> **Task description**
Word for word, give the data again without its pictures.

> **Records to process**
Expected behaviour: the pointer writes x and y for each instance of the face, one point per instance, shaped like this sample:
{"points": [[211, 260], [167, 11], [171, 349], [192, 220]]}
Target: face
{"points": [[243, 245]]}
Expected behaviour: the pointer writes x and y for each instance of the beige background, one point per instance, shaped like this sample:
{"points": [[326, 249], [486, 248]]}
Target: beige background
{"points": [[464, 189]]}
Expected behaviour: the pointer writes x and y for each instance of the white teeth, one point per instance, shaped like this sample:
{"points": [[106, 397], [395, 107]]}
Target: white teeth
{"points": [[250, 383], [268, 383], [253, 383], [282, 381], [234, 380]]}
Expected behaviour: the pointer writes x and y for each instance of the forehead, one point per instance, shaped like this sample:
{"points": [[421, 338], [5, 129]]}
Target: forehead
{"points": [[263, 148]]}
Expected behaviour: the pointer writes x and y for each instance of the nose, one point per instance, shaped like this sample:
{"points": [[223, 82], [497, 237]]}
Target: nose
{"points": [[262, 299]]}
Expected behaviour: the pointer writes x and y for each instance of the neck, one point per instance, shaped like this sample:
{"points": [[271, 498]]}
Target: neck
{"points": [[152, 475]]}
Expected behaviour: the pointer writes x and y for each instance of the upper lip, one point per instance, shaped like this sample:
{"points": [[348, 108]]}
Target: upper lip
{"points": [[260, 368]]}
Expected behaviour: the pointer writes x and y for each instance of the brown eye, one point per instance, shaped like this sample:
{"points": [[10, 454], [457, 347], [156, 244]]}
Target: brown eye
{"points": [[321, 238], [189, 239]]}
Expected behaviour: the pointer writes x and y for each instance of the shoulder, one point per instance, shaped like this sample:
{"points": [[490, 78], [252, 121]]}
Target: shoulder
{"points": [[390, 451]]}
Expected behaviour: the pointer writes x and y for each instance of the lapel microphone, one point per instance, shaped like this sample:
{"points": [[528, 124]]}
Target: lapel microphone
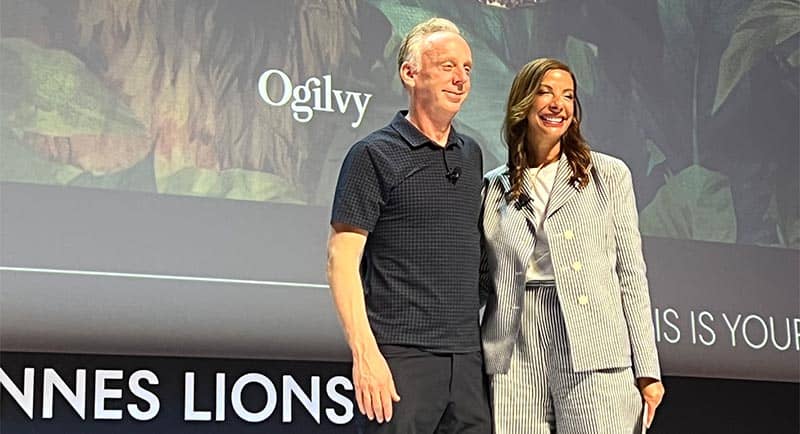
{"points": [[453, 175], [522, 201]]}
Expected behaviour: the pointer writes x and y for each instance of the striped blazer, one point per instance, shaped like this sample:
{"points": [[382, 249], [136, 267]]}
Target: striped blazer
{"points": [[599, 269]]}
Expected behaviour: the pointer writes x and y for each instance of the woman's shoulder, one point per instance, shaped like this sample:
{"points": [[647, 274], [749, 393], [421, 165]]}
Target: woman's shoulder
{"points": [[496, 173]]}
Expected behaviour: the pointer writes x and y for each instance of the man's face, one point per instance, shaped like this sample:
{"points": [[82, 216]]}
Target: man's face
{"points": [[441, 82]]}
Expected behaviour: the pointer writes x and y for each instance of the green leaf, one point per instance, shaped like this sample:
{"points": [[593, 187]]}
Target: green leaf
{"points": [[794, 58], [238, 184], [139, 177], [20, 164], [694, 204], [764, 25], [63, 97]]}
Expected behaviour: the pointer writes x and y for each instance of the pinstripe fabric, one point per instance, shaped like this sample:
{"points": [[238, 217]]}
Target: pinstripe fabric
{"points": [[538, 396], [599, 269]]}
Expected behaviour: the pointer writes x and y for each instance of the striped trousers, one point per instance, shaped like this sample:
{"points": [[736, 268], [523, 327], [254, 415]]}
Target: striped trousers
{"points": [[541, 394]]}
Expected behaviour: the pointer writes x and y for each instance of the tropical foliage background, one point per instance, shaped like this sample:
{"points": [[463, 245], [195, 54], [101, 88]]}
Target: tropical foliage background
{"points": [[700, 98]]}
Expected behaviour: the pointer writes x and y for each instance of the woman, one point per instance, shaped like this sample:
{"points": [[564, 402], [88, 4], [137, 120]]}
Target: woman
{"points": [[567, 332]]}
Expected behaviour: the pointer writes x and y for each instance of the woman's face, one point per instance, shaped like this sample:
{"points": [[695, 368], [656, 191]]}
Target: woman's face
{"points": [[553, 108]]}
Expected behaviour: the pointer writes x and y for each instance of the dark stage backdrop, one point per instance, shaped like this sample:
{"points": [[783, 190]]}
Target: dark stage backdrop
{"points": [[167, 168]]}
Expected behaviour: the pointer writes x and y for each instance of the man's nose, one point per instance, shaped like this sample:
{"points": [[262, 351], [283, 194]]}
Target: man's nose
{"points": [[461, 76]]}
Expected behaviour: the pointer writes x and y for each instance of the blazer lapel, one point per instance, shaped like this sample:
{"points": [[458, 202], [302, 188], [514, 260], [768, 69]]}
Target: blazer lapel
{"points": [[518, 205], [563, 189]]}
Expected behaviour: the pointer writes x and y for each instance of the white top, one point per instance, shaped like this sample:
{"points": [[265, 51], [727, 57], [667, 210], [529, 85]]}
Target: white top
{"points": [[540, 182]]}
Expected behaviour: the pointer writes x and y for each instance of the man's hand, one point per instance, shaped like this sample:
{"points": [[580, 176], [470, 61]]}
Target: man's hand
{"points": [[652, 392], [372, 378], [374, 385]]}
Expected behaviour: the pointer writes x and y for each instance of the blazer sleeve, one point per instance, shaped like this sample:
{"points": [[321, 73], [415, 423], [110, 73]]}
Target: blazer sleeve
{"points": [[485, 282], [631, 272]]}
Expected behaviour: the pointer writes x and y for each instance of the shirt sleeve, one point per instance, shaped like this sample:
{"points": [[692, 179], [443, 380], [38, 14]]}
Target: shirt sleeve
{"points": [[358, 198]]}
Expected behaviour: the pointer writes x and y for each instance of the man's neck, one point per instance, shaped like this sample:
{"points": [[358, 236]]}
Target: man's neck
{"points": [[435, 129]]}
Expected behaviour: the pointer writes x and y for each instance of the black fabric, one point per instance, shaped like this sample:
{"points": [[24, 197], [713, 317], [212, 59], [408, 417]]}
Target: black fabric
{"points": [[439, 393], [421, 260]]}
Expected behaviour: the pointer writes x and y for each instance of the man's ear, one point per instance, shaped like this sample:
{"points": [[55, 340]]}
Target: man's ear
{"points": [[408, 74]]}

> **Expected answer**
Expected behaviour: the pointer writes x and y for each instance of the face, one point per instance, shaped like this sample:
{"points": [[211, 260], [167, 11], [171, 349], [192, 220]]}
Target: face
{"points": [[243, 245]]}
Expected behaviour: the pointer writes x and y for each instance of the beige background, one point per instance, shaped like this sample:
{"points": [[326, 249], [486, 248]]}
Target: beige background
{"points": [[464, 189]]}
Expected behaviour: the pointer writes x and y for each instance of the white teeth, one point per instance, shaped like this sample:
{"points": [[106, 397], [395, 107]]}
Target: white teeth
{"points": [[250, 383], [268, 383], [253, 383], [282, 381], [234, 380]]}
Expected behaviour: the pointer writes x and y for each instance of the forehead, one point per instance, shaped like this sample:
{"points": [[421, 338], [5, 129]]}
Target: forehead
{"points": [[263, 148]]}
Expected behaviour: the pointer writes x and y for each instance of the nose, one point per instance, shaped like this sample:
{"points": [[223, 82], [497, 237]]}
Target: nose
{"points": [[262, 299]]}
Expected behaviour: the pointer writes x and y for each instance of the neck, one point per instance, shaped like this sample:
{"points": [[271, 498]]}
Target: neck
{"points": [[152, 475]]}
Expected behaviour: the pointer writes x and y for each instance of the upper lip, one point per instance, shaped like this sample:
{"points": [[348, 108]]}
Target: upper lip
{"points": [[260, 368]]}
Expected behaviour: the pointer writes x and y for each instance of the brown eye, one point per instance, shaped like this sample:
{"points": [[10, 454], [457, 347], [156, 244]]}
Target: brown eye
{"points": [[321, 238], [189, 239]]}
Expected behaviour: the pointer writes x and y for each instance of the shoulder, one point per instance, shaped like this sample:
{"points": [[490, 78], [252, 121]]}
Target: shoulder
{"points": [[390, 451]]}
Expected behaviour: the pointer writes x and y for each instance of the lapel microphone, one point per instance, shaped like this sample:
{"points": [[528, 124]]}
Target: lapel microphone
{"points": [[453, 175], [522, 201]]}
Expected behaviour: the pointer writes x and y for each instance of the striped blazer, one point per instance, shaped like this sample:
{"points": [[382, 249], [136, 267]]}
Target: striped blazer
{"points": [[599, 269]]}
Expected behaviour: the pointer writes x and y for each instance of the woman's shoulder, one point per instance, shaped like this sample:
{"points": [[647, 274], [749, 393], [421, 165]]}
Target: woman's shoulder
{"points": [[496, 173]]}
Expected behaviour: the pointer writes x and y for each instance of the man's face, one point per instance, shaped like this sample:
{"points": [[82, 216]]}
Target: man's face
{"points": [[441, 82]]}
Expected behaviour: the pointer writes x and y for each instance of the green leaf, one point per instance, shaped like this sample:
{"points": [[593, 187]]}
Target: green leaf
{"points": [[794, 58], [238, 184], [139, 177], [20, 164], [694, 204], [764, 25], [63, 97]]}
Expected behaviour: the pointer writes x and y for each instance of the pinstripe fabric, one point per instance, shaped like this sample:
{"points": [[238, 217]]}
Target: pinstripe fabric
{"points": [[538, 396], [599, 269]]}
Expected behaviour: the pointer writes x and y for each instance of the striped trousers, one point per instance, shaped like this sample:
{"points": [[736, 268], [523, 327], [254, 415]]}
Target: striped trousers
{"points": [[541, 394]]}
Expected behaviour: the pointer writes x and y for each instance of the tropical foliage background, one point per instance, shaped like this sample:
{"points": [[463, 245], [195, 54], [101, 88]]}
Target: tropical foliage background
{"points": [[700, 98]]}
Expected behaviour: the pointer writes x and y for each instance of the woman, one point per instance, shaped like this sample:
{"points": [[564, 402], [88, 4], [137, 120]]}
Target: woman
{"points": [[567, 332]]}
Expected behaviour: the pointer writes x and y for each instance of the woman's face, one point per instance, shaped like this sample:
{"points": [[695, 368], [656, 191]]}
Target: woman's face
{"points": [[553, 108]]}
Expected behaviour: the pointer writes x and y for each instance of the dark stage backdrop, one point per instance, shaped like this sample:
{"points": [[783, 190]]}
Target: dark stage backdrop
{"points": [[167, 168]]}
Expected behaviour: the pointer writes x and y for each instance of the man's nose, one point per instance, shaped like this sample:
{"points": [[262, 351], [283, 194]]}
Target: man's nose
{"points": [[461, 76]]}
Expected behaviour: the pointer writes x and y for each instance of the blazer lapel, one point per instance, shaped like this sample:
{"points": [[458, 202], [302, 188], [514, 260], [768, 69]]}
Target: blazer lapel
{"points": [[518, 205], [563, 189]]}
Expected behaviour: the pointer writes x and y for each instance of the white top, one point per instance, shaped like this sample:
{"points": [[265, 51], [727, 57], [667, 210], [529, 85]]}
Target: white top
{"points": [[540, 182]]}
Expected behaviour: the pointer writes x and y for each instance of the man's hand, one point per instance, shaped like this sample:
{"points": [[580, 176], [470, 61]]}
Target: man's hand
{"points": [[652, 392], [372, 378], [374, 385]]}
Expected behaviour: the pointer writes x and y for each instance of the blazer sleeve, one point per instance, shaped like this sample:
{"points": [[321, 73], [415, 423], [110, 73]]}
Target: blazer sleeve
{"points": [[485, 282], [631, 272]]}
Expected behaviour: the pointer writes x and y for each instance of the shirt sleeve, one point per instance, shaped like this sample:
{"points": [[692, 179], [443, 380], [38, 14]]}
Target: shirt sleeve
{"points": [[358, 198]]}
Expected behaviour: the pointer writes x and y for each instance of the man's neck, one point per instance, shaped like this sample:
{"points": [[358, 236]]}
Target: man's neck
{"points": [[435, 129]]}
Expected behaviour: the pointer writes x and y for each instance of the black fabric, one point per instance, shaped like this sample:
{"points": [[24, 197], [713, 317], [212, 59], [408, 417]]}
Target: black fabric
{"points": [[439, 393], [421, 260]]}
Expected behaviour: the pointer writes x and y for each instance of the man's ear, one point per instance, shaped like this sample:
{"points": [[55, 340]]}
Target: man's ear
{"points": [[408, 74]]}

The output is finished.